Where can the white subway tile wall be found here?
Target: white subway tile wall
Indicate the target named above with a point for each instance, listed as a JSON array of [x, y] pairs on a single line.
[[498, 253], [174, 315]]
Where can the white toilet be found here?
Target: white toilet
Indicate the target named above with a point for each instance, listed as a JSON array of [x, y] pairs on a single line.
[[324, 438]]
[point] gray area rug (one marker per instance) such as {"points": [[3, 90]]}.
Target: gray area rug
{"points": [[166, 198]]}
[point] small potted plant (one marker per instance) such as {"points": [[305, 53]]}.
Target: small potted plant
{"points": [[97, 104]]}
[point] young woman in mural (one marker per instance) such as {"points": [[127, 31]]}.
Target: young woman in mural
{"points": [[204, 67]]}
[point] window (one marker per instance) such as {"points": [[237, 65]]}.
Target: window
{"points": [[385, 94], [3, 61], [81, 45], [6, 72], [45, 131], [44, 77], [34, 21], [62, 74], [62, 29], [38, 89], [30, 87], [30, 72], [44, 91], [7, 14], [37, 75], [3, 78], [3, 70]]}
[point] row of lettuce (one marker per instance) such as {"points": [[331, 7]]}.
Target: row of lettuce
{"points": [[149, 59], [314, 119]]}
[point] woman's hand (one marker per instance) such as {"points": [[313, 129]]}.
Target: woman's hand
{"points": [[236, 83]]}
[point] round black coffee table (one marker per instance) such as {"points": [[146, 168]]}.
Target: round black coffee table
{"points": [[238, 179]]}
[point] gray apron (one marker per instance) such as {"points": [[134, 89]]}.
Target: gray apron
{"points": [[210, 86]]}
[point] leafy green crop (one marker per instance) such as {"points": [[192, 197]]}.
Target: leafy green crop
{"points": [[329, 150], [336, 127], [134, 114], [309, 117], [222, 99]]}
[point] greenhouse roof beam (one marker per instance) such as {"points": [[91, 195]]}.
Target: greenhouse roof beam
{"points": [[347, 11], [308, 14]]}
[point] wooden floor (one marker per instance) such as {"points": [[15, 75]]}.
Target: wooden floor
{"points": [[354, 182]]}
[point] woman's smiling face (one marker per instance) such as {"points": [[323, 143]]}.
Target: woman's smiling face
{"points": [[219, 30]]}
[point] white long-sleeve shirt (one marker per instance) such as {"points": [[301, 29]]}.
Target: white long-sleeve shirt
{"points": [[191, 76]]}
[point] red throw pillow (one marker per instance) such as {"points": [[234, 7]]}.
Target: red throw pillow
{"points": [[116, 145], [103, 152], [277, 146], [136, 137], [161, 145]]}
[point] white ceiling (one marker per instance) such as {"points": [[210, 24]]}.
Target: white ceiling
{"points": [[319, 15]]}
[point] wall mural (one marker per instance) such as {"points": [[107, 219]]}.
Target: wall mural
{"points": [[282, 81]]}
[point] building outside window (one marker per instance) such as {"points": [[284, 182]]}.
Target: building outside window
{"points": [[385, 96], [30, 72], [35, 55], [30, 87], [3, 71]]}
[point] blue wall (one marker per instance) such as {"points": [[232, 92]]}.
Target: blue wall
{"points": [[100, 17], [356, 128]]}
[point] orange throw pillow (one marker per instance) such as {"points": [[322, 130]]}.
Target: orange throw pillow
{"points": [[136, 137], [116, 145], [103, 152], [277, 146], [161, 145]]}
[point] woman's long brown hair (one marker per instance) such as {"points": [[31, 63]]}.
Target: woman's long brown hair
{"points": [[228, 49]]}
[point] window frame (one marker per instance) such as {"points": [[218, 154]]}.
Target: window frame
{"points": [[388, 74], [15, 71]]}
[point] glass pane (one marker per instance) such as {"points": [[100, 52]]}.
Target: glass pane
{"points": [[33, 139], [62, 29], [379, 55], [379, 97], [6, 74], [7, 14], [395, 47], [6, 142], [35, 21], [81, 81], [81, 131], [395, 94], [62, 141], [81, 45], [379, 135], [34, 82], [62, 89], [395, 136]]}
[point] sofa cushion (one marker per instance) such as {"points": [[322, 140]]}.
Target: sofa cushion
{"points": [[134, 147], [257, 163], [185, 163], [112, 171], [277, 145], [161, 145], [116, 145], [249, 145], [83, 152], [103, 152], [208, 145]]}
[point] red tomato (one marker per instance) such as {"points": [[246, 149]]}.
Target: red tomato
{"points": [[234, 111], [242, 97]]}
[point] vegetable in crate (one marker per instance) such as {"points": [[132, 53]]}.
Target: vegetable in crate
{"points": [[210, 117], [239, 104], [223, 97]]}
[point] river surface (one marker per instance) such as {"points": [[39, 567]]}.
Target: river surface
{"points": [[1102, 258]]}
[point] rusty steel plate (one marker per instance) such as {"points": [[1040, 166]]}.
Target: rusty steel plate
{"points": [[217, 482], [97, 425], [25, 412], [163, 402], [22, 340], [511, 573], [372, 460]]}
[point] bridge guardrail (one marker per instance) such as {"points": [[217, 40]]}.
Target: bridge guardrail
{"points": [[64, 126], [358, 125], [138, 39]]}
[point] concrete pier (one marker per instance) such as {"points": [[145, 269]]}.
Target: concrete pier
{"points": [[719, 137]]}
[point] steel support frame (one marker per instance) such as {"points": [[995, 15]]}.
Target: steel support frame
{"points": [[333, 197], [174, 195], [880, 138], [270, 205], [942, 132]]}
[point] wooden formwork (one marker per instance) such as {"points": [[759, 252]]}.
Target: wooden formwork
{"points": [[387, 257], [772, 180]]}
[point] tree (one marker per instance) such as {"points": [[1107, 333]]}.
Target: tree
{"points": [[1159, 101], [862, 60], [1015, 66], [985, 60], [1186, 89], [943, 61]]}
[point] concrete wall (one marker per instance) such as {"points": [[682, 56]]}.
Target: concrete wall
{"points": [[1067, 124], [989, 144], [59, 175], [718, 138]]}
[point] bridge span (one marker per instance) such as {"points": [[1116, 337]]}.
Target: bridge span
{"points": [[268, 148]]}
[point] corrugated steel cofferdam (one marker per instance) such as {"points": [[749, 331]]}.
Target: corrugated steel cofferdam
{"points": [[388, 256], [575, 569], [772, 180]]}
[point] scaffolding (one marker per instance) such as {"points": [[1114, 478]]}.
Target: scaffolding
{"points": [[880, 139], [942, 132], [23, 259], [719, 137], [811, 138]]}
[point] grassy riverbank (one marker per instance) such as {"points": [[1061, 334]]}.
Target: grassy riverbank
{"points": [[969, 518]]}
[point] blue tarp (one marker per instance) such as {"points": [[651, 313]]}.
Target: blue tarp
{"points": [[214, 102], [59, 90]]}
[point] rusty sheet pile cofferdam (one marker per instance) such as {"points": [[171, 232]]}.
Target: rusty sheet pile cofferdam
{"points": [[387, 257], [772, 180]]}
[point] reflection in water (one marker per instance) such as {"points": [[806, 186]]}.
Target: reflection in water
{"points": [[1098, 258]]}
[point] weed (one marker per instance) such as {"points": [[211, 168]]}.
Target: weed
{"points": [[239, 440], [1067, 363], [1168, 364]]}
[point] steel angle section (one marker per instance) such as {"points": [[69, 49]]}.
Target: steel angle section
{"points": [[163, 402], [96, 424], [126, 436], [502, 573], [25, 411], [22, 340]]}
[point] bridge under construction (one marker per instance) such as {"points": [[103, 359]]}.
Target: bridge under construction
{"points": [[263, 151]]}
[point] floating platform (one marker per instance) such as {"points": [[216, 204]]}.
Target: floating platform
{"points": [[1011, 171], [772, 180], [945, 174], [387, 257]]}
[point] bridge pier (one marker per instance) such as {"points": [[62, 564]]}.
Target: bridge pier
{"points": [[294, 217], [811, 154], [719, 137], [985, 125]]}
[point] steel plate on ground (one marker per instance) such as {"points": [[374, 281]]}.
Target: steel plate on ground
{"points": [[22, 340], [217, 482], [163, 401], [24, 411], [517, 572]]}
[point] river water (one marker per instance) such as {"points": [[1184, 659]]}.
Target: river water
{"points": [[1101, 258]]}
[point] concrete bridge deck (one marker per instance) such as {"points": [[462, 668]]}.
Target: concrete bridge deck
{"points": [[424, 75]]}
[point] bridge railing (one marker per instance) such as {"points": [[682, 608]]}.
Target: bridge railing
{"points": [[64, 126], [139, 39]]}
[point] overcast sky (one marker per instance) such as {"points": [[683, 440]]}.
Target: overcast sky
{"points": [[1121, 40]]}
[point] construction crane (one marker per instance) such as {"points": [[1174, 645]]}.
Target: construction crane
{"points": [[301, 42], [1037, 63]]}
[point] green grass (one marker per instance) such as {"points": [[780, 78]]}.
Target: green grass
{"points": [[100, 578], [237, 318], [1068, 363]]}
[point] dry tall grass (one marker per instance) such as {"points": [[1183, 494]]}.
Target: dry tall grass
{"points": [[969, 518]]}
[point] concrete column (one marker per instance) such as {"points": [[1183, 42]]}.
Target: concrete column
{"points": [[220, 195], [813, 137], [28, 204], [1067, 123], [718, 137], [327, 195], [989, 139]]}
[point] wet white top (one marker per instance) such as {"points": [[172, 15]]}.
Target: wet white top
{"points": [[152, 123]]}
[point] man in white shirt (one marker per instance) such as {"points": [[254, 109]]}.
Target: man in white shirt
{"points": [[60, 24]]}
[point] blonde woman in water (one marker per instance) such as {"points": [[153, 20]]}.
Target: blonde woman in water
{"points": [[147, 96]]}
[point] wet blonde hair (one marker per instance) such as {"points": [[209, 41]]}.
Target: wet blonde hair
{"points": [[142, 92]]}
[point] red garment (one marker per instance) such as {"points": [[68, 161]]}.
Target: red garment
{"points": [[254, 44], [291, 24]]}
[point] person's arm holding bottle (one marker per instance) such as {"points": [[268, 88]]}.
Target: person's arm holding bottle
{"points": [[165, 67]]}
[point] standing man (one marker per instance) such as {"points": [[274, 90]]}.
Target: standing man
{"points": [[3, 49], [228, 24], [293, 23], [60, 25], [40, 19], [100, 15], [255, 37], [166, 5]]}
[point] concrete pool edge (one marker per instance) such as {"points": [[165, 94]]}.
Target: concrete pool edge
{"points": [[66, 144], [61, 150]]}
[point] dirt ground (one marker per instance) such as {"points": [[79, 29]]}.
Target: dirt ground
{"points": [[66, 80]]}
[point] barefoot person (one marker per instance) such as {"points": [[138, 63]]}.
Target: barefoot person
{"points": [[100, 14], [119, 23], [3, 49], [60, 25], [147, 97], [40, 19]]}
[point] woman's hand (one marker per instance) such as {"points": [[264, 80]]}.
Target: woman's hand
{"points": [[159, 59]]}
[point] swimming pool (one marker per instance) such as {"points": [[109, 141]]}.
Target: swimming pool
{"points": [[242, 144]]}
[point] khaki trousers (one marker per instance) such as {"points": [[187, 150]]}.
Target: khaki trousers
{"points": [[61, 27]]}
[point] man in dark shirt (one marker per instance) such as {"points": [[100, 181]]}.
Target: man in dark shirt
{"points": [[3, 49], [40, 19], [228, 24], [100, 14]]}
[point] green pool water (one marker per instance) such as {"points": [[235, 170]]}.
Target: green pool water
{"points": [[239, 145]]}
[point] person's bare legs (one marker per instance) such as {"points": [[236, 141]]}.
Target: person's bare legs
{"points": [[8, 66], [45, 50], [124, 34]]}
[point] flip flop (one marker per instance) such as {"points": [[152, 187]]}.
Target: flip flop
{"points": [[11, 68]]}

▶ [WHAT YOU SHOULD DO]:
Exactly reproduce the lines from the one containing "[point] standing man" through the end of the records, and only those lines.

▶ [OUTPUT FOR THIS EXERCISE]:
[point] standing man (one marker per instance) such as {"points": [[274, 90]]}.
Target: standing man
{"points": [[3, 49], [228, 24], [293, 23], [60, 25], [40, 19], [100, 15], [255, 37], [166, 5]]}
[point] concrete pool edge (one marker per instance) such as {"points": [[165, 94]]}.
Target: concrete pool edge
{"points": [[66, 144], [61, 150]]}
[point] dirt ground (one marker per instance) such as {"points": [[79, 29]]}.
Target: dirt ground
{"points": [[66, 80]]}
[point] barefoot person (one marker per instance) such as {"points": [[138, 63]]}.
Target: barefoot person
{"points": [[100, 14], [119, 23], [3, 49], [60, 25], [147, 97], [40, 19]]}
[point] woman's hand (one marker per instance) such as {"points": [[264, 80]]}.
Target: woman's hand
{"points": [[159, 59]]}
[point] swimming pool (one marker per instance) such as {"points": [[109, 141]]}.
Target: swimming pool
{"points": [[242, 144]]}
[point] khaki trousers (one marker per instance) such as {"points": [[187, 150]]}.
Target: khaki trousers
{"points": [[61, 27]]}
[point] man in dark shirt (one marker per instance) such as {"points": [[100, 181]]}.
Target: man in dark shirt
{"points": [[3, 49], [40, 19], [228, 24], [100, 14]]}
[point] green pool water (one marker per instance) such as {"points": [[235, 170]]}.
Target: green pool water
{"points": [[239, 145]]}
[point] person's bare legs (one marker per instance) such as {"points": [[236, 141]]}.
Target: person's bare legs
{"points": [[8, 66], [45, 50], [124, 34]]}
[point] flip flop (one marker per instance) such as {"points": [[152, 187]]}.
Target: flip flop
{"points": [[11, 68]]}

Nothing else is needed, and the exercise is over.